* Begin *

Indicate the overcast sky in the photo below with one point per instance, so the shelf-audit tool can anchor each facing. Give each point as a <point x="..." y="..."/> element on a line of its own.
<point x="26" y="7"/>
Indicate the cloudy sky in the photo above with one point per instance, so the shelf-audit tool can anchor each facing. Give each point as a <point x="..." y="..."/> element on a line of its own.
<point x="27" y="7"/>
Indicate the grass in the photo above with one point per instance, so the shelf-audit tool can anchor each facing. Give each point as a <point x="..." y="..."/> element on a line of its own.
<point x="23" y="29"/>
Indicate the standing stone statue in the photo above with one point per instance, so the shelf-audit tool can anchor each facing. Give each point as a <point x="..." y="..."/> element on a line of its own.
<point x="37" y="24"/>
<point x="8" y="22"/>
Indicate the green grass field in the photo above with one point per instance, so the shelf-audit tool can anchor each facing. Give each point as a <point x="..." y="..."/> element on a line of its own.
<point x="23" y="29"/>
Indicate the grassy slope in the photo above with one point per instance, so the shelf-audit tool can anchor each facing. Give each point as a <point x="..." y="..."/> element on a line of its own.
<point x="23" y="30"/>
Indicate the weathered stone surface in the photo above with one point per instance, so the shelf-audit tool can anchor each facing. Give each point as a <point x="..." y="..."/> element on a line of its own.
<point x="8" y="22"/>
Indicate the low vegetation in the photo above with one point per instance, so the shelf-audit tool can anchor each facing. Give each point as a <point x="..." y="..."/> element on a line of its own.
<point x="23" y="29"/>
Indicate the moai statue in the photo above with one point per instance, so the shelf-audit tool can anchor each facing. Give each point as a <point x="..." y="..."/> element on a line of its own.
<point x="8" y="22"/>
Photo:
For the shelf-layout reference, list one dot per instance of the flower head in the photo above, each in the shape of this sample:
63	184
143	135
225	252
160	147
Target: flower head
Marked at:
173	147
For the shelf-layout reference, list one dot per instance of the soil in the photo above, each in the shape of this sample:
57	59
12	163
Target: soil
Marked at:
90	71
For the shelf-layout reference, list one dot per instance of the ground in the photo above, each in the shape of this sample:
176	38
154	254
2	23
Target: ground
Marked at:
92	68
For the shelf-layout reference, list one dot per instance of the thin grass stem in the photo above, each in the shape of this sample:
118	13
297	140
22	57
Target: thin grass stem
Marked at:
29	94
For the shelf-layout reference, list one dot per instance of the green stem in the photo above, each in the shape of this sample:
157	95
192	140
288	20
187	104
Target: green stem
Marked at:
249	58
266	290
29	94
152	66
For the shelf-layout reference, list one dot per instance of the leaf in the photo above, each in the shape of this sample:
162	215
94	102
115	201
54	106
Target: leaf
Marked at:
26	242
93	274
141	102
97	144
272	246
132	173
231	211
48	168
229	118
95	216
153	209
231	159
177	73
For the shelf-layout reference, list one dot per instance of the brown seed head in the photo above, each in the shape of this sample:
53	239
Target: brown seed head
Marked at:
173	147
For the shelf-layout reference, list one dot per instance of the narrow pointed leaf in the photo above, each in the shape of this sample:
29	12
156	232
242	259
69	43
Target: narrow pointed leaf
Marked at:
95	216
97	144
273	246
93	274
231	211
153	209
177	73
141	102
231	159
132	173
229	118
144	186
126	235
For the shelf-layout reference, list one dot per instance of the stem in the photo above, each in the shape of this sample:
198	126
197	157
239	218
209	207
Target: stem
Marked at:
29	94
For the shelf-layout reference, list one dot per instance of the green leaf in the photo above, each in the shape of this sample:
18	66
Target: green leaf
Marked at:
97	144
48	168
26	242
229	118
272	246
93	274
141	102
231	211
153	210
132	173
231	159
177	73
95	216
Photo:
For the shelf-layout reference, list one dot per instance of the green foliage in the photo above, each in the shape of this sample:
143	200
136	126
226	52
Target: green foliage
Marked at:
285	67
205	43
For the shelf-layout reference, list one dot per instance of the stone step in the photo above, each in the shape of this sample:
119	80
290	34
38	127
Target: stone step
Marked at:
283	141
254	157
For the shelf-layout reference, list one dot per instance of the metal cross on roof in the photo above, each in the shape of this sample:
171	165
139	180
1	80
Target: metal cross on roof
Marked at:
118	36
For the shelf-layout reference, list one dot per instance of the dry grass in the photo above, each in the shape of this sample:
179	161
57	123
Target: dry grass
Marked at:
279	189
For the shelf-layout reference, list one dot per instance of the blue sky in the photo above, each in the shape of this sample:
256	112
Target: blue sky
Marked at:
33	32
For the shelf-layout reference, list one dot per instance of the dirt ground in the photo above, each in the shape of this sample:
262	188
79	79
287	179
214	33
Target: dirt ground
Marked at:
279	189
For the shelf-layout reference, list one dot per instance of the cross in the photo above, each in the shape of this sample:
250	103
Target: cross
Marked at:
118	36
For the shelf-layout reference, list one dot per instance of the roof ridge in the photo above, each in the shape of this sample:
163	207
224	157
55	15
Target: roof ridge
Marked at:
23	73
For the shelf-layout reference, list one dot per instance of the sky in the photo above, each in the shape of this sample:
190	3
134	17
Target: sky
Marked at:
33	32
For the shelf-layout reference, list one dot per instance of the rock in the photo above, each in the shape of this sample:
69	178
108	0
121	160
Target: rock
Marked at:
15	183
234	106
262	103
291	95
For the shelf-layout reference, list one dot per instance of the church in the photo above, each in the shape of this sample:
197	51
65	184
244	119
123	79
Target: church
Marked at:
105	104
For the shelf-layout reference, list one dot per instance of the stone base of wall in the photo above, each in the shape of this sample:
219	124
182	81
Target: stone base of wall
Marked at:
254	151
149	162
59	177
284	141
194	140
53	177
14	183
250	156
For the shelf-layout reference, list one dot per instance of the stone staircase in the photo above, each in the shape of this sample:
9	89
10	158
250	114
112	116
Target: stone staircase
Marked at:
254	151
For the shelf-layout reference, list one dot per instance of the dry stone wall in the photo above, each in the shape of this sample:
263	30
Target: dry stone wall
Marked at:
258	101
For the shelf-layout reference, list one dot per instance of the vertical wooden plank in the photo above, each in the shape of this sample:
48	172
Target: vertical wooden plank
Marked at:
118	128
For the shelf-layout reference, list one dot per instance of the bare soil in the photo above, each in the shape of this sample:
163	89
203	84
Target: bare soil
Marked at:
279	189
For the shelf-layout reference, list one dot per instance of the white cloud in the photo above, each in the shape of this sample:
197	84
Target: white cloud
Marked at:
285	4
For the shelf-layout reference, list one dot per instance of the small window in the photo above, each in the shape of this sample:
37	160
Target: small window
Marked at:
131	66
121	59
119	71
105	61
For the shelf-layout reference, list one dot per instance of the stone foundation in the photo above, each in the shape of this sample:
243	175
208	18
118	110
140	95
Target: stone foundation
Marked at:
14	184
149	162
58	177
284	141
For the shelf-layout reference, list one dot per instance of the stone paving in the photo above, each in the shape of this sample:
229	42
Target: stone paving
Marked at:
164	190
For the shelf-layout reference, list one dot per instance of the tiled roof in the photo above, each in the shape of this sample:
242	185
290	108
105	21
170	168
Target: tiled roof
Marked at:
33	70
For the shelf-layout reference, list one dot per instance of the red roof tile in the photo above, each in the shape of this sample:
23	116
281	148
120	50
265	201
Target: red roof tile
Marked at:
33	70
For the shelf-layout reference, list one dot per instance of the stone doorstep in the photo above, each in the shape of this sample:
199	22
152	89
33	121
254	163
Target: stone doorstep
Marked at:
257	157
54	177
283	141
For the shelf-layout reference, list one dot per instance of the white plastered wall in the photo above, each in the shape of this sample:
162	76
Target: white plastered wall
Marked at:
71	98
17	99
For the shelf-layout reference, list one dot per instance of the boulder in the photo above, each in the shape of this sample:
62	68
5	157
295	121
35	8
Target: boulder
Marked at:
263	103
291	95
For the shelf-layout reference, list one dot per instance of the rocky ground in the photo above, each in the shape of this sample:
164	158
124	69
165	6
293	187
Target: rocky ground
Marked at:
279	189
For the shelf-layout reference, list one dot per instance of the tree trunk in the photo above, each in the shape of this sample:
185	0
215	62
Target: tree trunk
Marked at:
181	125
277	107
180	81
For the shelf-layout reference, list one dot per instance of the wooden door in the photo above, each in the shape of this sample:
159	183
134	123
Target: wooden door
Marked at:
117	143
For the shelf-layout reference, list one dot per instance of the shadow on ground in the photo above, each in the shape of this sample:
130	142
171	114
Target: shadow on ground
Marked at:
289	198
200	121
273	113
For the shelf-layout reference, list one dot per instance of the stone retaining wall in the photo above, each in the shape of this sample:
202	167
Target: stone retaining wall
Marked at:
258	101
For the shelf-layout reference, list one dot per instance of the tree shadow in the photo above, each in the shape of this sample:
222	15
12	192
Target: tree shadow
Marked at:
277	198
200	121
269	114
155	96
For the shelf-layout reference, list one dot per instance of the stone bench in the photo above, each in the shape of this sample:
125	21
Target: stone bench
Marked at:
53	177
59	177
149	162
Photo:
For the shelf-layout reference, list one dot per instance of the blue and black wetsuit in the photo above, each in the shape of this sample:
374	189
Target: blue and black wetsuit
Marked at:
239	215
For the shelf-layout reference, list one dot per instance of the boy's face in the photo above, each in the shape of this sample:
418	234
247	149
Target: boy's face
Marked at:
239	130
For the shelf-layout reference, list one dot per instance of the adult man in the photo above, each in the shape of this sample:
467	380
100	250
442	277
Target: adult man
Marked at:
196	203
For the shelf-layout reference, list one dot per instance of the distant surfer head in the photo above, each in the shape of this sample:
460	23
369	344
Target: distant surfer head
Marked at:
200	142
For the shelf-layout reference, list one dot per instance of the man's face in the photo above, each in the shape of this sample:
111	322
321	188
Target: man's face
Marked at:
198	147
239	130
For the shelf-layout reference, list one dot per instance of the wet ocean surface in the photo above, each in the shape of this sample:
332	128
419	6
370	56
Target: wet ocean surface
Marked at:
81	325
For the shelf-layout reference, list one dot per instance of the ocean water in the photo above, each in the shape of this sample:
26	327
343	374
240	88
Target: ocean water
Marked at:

* End *

Task details
Every line from the one containing "of the boy's" through the last line of the entries must be written out verbatim, and no other line.

Result for this exercise
For the shelf-layout reference, list one dot per instance of the boy's face in the photo above, each in the shape of this sample:
418	234
247	149
Target: boy's face
Marked at:
239	130
For the shelf-layout reference, list one dot per instance of the adult man in the photo above, each in the shape of this sample:
467	380
100	250
442	277
Target: adult man
Marked at:
196	203
For the shelf-layout reference, list one dot per instance of the distant surfer head in the photo above, each in the shape of this sample:
460	23
369	344
Target: distant surfer head
Marked at:
200	142
For the shelf-layout reference, list one dot per instance of the man's face in the photo above, each in the shape of this sample:
111	322
321	188
Target: man's face
Marked at:
198	147
239	130
For the shelf-layout reference, list one dot per instance of the wet ocean surface in the photo above, each in the shape of this sample:
332	128
419	6
370	56
Target: wet ocean surface
Marked at:
81	325
For the shelf-layout reference, list one dot per instance of the ocean water in the photo above, each in the shape of this sample:
26	327
343	374
240	88
Target: ocean water
Marked at:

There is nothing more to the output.